** Alıntı metin **
☆ ☆ ☆ ☆

Ahmet TAKAN
Oruç Reis’i tırıs tırıs Antalya limanına çekip iç turizmin hizmetine verdiler!.. Hani bakım için geri gelmişti?.. Saraydan peş peşe yapılan açıklamaları yerseniz dünyayı titretip diplomasi masasına oturtmuşlar. Tabii ki dünya liderinin muhteşem “eyt” “üyt”leri sayesinde!. Ha bu arada, Cumhurbaşkanlığı İletişim Başkanlığı bünyesinde “Stratejik İletişim Daire Başkanlığı” kuruldu. Demek ki bundan böyle algı operasyonları tek elden yönetilecek. Şahsımın kanaatine göre konulan isimde yanlış tercih yapılmış. “İç pazarlama A.Ş” denilseymiş aynen cuk otururdu!.
Şu rezaleti nasıl zafere dönüştürebilirler ki?..
Karşımızda AB, ABD, Fransa, Almanya, Rusya Yunanistan, İsrail, Mısır, BAE, S.Arabistan vb. aktörlerden oluşan geniş bir siyasi-askeri ittifakla mücadele etmeye çalışırken Dışişleri Bakanı aklınca iç kamuoyuna daha da önemlisi Cumhurbaşkanına yandaşlık mesajı vereceğim diye devletimizin en önemli dayanağına saldırıyor.
Dışişleri Bakanı, o ülkenin dışarıya yönelik yüzüdür. Devleti temsil eder. Gerçi artık hak ettiği gibi kutlanmıyor ama mesela T.C.’nin bağımsızlığının simgesi 29 Ekim Cumhuriyet Bayramı kutlama törenlerinin sorumlusudur Dışişleri Bakanlığı… Gel gör ki, bizdeki Dışişleri Bakanı T.C. devletinin kurucu belgesinin tapusunun, Türk tarihinin belki de en önemli diplomatik başarı belgesinin başarısızlık olduğunu ima ediyor. İma ediyor çünkü, korkudan Lozan adını söyleyemiyor.

☆ ☆ ☆ ☆

** Çıkarılan malzeme **
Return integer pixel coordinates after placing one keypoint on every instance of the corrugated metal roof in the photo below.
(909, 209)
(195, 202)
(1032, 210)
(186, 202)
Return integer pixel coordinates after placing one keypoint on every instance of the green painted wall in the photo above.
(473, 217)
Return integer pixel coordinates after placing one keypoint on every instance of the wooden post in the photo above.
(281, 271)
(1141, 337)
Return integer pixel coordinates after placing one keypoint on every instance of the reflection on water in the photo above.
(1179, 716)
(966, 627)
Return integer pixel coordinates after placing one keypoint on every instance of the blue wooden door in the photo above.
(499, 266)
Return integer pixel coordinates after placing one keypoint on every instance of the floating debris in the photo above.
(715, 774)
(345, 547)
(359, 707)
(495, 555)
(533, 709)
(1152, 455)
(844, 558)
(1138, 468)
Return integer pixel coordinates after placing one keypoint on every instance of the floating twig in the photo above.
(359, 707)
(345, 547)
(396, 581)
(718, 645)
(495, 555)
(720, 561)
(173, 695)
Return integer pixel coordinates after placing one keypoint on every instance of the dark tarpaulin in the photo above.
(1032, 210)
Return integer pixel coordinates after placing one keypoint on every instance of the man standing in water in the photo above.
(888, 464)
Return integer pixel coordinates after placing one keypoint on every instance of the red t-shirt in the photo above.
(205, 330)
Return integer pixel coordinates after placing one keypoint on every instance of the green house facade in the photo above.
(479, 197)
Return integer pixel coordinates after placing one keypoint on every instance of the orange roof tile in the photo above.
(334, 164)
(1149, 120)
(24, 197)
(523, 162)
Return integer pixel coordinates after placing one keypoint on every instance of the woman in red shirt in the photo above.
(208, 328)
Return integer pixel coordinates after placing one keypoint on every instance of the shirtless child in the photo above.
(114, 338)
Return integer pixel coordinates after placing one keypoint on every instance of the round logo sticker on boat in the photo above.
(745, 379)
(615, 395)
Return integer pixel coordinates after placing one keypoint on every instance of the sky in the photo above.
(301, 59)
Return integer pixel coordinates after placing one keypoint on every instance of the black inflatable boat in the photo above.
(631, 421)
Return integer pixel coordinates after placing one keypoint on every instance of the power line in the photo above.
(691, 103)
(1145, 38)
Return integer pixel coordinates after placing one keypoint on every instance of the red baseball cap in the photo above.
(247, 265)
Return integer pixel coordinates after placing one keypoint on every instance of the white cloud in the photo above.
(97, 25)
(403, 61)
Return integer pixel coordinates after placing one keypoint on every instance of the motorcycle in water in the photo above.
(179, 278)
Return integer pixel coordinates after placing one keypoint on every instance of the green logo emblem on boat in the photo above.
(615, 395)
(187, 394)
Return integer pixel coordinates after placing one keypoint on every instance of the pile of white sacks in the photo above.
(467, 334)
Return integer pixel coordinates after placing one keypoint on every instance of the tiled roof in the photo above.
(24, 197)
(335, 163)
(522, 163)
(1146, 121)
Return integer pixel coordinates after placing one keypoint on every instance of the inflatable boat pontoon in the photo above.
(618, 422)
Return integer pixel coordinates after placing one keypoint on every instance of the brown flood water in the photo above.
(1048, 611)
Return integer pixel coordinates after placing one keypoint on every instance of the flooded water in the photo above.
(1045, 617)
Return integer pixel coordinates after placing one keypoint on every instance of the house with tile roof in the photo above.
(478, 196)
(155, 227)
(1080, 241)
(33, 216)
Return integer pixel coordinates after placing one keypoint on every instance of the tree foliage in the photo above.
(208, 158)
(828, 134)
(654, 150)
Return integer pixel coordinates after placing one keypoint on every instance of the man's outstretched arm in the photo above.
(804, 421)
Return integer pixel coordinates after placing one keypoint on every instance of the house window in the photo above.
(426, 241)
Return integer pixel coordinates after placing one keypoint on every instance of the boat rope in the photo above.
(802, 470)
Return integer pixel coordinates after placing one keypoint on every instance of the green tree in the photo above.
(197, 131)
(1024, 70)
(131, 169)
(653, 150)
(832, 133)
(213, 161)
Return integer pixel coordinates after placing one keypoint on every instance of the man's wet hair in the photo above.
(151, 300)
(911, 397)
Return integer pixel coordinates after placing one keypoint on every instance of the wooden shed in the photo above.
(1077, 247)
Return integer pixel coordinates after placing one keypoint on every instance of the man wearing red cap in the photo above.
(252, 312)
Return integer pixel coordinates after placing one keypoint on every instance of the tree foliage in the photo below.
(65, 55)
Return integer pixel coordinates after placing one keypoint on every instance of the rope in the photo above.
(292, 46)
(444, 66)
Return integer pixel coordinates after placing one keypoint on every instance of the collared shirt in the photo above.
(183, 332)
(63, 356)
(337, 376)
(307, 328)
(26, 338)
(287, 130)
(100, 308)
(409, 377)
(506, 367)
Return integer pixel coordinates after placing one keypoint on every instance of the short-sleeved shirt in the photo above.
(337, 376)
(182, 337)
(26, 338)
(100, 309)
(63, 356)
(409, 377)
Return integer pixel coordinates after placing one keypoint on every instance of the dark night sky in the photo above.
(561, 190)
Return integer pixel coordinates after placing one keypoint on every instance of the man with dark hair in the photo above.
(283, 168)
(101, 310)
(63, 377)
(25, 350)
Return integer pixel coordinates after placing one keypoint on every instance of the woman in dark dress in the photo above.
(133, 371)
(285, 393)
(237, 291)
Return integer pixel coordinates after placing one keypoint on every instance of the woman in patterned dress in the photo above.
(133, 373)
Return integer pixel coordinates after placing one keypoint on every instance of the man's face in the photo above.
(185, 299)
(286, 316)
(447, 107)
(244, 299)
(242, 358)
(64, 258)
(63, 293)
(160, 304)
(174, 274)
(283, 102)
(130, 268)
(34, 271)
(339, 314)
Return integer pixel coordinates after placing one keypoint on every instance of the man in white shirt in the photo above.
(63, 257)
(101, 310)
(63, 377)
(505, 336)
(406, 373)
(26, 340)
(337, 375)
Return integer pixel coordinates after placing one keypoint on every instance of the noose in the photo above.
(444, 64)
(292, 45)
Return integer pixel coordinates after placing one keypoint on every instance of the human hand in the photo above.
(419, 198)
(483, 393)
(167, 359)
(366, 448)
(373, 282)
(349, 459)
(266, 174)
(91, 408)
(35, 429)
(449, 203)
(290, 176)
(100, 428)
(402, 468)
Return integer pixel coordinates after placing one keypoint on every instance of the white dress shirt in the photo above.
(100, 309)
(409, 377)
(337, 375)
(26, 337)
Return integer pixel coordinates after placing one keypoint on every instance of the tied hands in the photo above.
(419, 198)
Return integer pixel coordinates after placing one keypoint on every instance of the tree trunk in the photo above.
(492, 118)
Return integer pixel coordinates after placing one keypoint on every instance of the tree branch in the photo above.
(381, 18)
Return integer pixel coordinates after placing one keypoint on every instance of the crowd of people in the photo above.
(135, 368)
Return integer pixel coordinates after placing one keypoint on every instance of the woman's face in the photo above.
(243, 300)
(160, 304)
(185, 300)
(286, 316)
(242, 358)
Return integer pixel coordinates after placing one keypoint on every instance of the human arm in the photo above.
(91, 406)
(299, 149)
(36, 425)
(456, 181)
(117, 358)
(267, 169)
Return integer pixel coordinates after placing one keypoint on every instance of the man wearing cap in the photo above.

☆ ☆ ☆ ☆

** Verilen görev 1 **
Yazıya göre aşağıdaki soruları cevaplayın:
(a) Oruç Reis hangi limana çekildi?
(b) Cumhurbaşkanlığı İletişim Başkanlığı bünyesinde hangi birim kuruldu?
(c) 29 Ekim Cumhuriyet Bayramı kutlama törenlerinden hangi bakanlık sorumludur?
** Verilen görev 2 **
Lütfen yazıda "Karşımızda AB, ABD, Fransa, Almanya, Rusya" sözleriyle başlayıp "Lozan adını söyleyemiyor." sözlerine kadar süren kısmı hiç değiştirmeden aktarın.
Satırlar, yazıdan bağımsız ayrı bir malzemedir.

** Doğru cevap 1 **
(a) Antalya limanına.
(b) Stratejik İletişim Daire Başkanlığı.
(c) Dışişleri Bakanlığı.

** Doğru cevap 2 **
Karşımızda AB, ABD, Fransa, Almanya, Rusya Yunanistan, İsrail, Mısır, BAE, S.Arabistan vb. aktörlerden oluşan geniş bir siyasi-askeri ittifakla mücadele etmeye çalışırken Dışişleri Bakanı aklınca iç kamuoyuna daha da önemlisi Cumhurbaşkanına yandaşlık mesajı vereceğim diye devletimizin en önemli dayanağına saldırıyor.
Dışişleri Bakanı, o ülkenin dışarıya yönelik yüzüdür. Devleti temsil eder. Gerçi artık hak ettiği gibi kutlanmıyor ama mesela T.C.’nin bağımsızlığının simgesi 29 Ekim Cumhuriyet Bayramı kutlama törenlerinin sorumlusudur Dışişleri Bakanlığı… Gel gör ki, bizdeki Dışişleri Bakanı T.C. devletinin kurucu belgesinin tapusunun, Türk tarihinin belki de en önemli diplomatik başarı belgesinin başarısızlık olduğunu ima ediyor. İma ediyor çünkü, korkudan Lozan adını söyleyemiyor.